━━━ RECORDS FOR THIS EXERCISE ━━━
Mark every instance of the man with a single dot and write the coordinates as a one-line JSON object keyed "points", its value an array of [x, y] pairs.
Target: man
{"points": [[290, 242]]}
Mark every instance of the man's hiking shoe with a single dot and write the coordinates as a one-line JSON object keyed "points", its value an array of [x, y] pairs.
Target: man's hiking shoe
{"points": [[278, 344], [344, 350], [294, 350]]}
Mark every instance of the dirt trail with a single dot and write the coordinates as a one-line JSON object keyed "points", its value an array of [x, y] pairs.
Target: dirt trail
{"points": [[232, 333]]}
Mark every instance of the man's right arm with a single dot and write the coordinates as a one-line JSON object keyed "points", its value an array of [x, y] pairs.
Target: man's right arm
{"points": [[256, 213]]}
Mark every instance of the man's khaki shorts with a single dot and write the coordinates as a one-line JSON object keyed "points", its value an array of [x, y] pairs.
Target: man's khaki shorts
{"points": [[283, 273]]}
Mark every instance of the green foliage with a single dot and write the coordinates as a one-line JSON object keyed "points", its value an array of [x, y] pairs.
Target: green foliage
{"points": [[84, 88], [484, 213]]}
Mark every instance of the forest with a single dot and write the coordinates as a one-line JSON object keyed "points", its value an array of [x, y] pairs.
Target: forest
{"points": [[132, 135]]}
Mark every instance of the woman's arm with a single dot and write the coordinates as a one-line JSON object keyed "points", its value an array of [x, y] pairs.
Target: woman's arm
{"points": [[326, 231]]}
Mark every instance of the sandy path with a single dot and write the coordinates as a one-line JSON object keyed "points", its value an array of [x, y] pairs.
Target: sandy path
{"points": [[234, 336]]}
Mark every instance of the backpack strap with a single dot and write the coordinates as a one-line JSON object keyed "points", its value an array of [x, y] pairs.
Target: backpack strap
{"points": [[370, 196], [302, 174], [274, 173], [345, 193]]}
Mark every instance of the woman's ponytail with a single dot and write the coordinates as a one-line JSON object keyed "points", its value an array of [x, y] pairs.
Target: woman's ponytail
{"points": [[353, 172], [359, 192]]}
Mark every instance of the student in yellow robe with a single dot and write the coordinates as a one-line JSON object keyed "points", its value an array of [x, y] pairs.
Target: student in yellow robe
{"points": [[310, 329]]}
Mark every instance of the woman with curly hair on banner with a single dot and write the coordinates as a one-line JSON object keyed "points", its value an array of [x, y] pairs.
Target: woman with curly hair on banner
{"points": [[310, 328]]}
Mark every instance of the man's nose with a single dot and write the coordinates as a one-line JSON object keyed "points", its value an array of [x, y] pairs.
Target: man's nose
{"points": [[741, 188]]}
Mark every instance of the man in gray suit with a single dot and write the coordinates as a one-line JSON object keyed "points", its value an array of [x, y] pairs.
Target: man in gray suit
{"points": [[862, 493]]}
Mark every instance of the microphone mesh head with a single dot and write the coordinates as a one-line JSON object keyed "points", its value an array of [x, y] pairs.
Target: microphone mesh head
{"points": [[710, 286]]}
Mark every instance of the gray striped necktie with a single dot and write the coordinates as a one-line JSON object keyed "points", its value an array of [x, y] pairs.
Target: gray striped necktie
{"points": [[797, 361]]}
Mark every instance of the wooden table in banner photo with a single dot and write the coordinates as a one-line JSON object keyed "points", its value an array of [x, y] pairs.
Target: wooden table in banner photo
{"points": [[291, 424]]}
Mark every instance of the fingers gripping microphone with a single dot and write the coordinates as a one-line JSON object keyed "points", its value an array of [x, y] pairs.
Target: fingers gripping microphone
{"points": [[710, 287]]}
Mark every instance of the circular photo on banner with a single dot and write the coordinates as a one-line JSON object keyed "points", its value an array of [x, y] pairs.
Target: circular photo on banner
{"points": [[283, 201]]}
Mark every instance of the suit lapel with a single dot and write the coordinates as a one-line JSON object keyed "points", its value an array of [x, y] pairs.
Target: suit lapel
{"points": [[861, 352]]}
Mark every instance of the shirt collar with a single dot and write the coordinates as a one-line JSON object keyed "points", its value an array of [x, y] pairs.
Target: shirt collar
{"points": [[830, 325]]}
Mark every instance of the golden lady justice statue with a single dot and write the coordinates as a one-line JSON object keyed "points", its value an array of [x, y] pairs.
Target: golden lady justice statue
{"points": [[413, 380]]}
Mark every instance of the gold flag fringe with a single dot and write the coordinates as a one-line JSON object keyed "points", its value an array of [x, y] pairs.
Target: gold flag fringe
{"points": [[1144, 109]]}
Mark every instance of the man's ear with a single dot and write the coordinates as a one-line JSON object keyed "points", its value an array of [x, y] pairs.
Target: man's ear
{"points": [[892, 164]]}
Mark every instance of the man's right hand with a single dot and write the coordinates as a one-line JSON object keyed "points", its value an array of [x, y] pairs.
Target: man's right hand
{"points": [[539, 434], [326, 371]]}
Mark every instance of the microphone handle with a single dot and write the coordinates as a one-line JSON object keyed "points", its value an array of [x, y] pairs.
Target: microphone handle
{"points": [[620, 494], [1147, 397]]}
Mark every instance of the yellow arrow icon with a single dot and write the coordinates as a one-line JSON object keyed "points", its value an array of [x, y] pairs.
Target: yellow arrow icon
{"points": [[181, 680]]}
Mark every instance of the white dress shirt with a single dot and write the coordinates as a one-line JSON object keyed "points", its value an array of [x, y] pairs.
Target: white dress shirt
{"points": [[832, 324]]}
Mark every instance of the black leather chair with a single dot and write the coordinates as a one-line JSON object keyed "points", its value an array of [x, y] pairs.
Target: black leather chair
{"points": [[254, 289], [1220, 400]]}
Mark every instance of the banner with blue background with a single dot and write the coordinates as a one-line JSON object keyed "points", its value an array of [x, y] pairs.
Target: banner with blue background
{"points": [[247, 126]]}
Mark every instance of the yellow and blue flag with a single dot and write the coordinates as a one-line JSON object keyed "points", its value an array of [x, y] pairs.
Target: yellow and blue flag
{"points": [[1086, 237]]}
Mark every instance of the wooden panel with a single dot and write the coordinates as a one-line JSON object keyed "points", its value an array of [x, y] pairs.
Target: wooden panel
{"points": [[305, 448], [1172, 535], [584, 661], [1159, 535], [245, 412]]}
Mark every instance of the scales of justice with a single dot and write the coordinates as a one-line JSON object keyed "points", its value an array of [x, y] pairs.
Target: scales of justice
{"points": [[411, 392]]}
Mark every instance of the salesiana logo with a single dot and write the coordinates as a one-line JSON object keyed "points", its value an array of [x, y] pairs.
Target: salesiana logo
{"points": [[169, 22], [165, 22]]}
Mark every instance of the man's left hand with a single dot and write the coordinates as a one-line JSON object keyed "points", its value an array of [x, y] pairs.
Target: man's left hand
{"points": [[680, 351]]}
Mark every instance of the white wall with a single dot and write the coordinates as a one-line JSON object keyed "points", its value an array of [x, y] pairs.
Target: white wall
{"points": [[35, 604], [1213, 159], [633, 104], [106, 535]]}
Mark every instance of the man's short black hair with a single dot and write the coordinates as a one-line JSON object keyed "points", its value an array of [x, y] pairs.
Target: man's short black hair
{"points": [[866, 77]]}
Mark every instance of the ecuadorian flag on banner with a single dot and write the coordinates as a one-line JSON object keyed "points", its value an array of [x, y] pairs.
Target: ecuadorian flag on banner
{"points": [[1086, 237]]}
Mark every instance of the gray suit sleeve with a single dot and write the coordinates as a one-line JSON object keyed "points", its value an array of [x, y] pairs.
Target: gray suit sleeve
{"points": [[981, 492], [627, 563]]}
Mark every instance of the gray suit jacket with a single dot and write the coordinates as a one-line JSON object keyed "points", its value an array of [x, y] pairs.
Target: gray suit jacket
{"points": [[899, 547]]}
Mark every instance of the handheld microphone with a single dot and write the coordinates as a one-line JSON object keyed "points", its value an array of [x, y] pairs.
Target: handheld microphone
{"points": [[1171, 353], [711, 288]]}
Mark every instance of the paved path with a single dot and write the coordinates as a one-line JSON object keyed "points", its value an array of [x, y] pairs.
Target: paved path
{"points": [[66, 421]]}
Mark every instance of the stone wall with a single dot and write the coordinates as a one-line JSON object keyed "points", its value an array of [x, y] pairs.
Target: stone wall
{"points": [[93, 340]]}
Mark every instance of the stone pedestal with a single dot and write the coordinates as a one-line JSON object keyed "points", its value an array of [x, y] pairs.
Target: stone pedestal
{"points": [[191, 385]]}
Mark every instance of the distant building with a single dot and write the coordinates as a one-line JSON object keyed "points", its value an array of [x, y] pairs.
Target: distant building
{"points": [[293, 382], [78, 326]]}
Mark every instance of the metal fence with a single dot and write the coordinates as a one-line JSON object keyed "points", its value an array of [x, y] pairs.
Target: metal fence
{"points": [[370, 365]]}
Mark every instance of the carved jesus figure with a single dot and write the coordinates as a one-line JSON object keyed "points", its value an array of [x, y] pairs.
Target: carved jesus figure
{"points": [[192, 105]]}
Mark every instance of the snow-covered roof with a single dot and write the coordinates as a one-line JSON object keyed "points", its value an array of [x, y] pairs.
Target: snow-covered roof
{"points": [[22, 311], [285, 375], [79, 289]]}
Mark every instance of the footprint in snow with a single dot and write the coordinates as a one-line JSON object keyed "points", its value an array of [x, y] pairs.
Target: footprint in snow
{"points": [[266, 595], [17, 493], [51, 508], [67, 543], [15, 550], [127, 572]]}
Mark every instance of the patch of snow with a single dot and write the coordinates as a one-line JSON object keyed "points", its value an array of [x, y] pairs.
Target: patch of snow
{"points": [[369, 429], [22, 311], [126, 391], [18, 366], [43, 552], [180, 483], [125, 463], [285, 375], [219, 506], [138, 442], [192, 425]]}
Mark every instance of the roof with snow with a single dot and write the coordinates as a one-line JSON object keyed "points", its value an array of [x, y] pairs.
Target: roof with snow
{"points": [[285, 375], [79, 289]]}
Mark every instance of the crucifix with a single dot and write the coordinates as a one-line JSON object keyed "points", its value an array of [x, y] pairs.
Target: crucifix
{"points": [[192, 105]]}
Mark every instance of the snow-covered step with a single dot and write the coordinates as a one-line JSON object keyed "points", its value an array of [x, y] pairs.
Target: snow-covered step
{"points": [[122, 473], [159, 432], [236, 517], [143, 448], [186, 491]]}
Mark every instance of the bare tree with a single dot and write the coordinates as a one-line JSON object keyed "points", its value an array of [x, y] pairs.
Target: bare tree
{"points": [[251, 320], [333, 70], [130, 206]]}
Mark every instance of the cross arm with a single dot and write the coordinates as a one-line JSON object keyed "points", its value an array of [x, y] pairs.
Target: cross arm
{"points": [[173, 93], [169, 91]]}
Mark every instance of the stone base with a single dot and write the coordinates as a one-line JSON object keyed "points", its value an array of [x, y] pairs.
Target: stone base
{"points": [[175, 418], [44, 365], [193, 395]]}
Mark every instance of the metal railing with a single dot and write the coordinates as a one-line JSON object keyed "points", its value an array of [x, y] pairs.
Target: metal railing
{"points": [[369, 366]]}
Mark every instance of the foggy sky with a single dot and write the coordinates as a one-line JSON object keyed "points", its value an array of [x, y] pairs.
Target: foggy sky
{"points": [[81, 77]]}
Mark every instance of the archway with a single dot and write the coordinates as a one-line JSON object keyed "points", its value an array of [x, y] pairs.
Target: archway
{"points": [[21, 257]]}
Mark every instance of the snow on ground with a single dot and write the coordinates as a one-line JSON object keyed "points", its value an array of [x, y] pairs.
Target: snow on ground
━━━
• [REQUIRED WORK] Copy out the lines starting at the one containing "Mark every instance of the metal railing" and ending with the last line of the entries. Include nothing else.

• [EXERCISE ANSWER]
Mark every instance of the metal railing with a single dot and write the coordinates as a one-line JSON object keyed "points", its value an array of [x, y] pairs.
Target: metal railing
{"points": [[369, 366]]}
Mark every instance of the foggy sky with a single dot and write the coordinates as a one-line JSON object keyed "points", its value an array of [x, y] pairs.
Target: foggy sky
{"points": [[81, 77]]}
Mark every instance of the archway with a single dot and write the coordinates as a one-line JSON object keyed "points", its value an array of [x, y] pairs.
Target: archway
{"points": [[21, 257]]}
Mark every instance of the snow on ground with a single dot and write the coordinates as a one-line JSON object keyed "points", its value an array of [x, y] pairs.
Target: snow on ground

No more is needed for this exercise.